(Collected data entries)
━━━━
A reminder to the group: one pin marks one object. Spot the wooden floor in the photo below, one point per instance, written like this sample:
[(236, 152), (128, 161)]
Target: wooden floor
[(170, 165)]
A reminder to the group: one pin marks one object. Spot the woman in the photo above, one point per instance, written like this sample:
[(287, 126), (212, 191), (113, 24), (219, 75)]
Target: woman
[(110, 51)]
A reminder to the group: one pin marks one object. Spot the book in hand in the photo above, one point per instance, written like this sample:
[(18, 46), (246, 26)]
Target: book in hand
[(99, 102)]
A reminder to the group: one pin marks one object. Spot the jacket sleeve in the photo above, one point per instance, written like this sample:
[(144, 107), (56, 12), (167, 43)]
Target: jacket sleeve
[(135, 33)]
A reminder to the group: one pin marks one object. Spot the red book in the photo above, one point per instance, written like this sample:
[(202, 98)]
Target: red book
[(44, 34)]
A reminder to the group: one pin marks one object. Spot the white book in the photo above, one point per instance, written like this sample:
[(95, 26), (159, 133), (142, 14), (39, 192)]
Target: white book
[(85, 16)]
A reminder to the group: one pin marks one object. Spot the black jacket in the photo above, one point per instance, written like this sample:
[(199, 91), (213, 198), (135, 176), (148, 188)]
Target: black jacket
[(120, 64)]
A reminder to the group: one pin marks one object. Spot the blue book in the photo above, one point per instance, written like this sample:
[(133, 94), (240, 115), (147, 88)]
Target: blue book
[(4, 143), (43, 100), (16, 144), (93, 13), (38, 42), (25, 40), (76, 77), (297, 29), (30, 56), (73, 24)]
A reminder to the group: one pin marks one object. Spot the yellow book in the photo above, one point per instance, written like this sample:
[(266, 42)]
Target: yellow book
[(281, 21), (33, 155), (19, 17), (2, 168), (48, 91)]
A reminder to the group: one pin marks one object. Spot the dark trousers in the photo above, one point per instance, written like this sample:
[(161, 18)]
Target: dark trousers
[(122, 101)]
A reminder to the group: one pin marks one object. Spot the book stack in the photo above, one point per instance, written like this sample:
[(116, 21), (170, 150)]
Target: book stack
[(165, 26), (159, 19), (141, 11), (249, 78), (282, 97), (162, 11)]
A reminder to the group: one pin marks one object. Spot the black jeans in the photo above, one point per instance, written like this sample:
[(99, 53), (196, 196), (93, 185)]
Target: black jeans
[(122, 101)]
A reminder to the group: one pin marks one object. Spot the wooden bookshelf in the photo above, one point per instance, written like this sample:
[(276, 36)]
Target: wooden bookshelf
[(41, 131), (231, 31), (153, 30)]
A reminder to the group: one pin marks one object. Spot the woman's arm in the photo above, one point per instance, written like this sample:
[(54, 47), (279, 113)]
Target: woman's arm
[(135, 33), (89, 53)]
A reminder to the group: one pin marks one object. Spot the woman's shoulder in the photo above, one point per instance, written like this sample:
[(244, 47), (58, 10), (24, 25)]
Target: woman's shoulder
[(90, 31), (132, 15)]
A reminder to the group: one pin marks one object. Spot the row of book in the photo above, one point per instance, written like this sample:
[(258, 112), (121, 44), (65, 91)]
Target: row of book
━━━━
Short task ▸
Please give all of the material above again, substituting "marker" for each "pin" and leaving everything else unchanged.

The solution ▸
A reminder to the group: one marker marks one object. Spot the wooden floor in the photo below, one point per instance, written like this sample:
[(236, 152), (128, 161)]
Target: wooden floor
[(170, 165)]
A reminder to the group: one marker marks one object. Spot the woman in the photo above, one point per instance, written like this sample:
[(287, 126), (212, 191), (113, 24), (219, 75)]
Target: woman
[(110, 51)]
A reminder to the group: one marker marks one object. Spot the book in hand in the photo above, one point per instance, written like this sample:
[(18, 46), (246, 26)]
Target: book in hand
[(99, 102)]
A reminder to the group: one marker marks one object. Spot the jacket sleeve in the photo above, one point per instance, written like this sample:
[(144, 107), (56, 12), (167, 43)]
Target: jacket sleeve
[(135, 33)]
A reminder to the group: one marker marks one object. Spot the red book in the photo above, one point per instance, written like this sample:
[(202, 98)]
Target: red book
[(44, 34)]
A reminder to the group: one marker marks one object. Spot the white book in the photo above, one point per instance, written like this sample:
[(95, 26), (159, 133), (142, 14), (39, 192)]
Target: white book
[(85, 16)]
A reminder to the group: one marker marks one object. Spot the black jacket in the photo above, one point per instance, written like this sample:
[(199, 91), (213, 198), (135, 176), (148, 188)]
Target: black jacket
[(120, 64)]
A reminder to the group: one marker marks one object. Spot the blue book in the photo above, one point per instance, written like this sample:
[(133, 94), (240, 115), (147, 88)]
Target: blue book
[(4, 143), (43, 100), (16, 144), (93, 13), (38, 42), (25, 40), (76, 77), (297, 29), (30, 56), (73, 24)]
A reminder to the group: one marker marks one object. Spot the yellow book in the photo above, one point per instance, written like this sample:
[(266, 42)]
Target: yellow book
[(281, 21), (33, 155), (19, 17), (2, 168), (48, 91)]
A reminder to the group: one marker marks one object. Spot the dark trousers in the photo above, one point per instance, written like this sample:
[(161, 18)]
Target: dark trousers
[(122, 101)]
A reminder to the group: one marker marks one object. Spot the book stack in the photo above, one point per instance, written like this sample:
[(116, 21), (170, 150)]
Target: book stack
[(165, 26), (159, 19), (141, 11), (249, 78), (282, 97), (162, 11)]
A reminder to the group: one marker marks one object. Spot the black jeans in the photo above, one point per instance, written like this sample:
[(99, 53), (196, 196), (93, 185)]
Target: black jeans
[(122, 101)]
A reminder to the group: one marker marks one object. Spot the wooden bookshelf in the photo above, one point per instance, written like this sample:
[(276, 36)]
Target: wooden bookshelf
[(41, 131), (231, 31), (153, 30)]
A reminder to the group: one marker marks one object. Spot the woman's arm in the photo above, one point per instance, written like this sample:
[(54, 47), (279, 113)]
Target: woman's arm
[(135, 33), (89, 53)]
A reminder to the group: one marker marks one object. Spot the woman's shoulder in the photo above, one point per instance, written like this sample:
[(244, 47), (58, 10), (24, 25)]
Target: woman's shoulder
[(90, 31), (132, 15)]
A reminder to the group: one marker marks one object. Spot the row of book in the photo above, one point per instance, written like this sample:
[(258, 112), (121, 44), (65, 91)]
Target: row of book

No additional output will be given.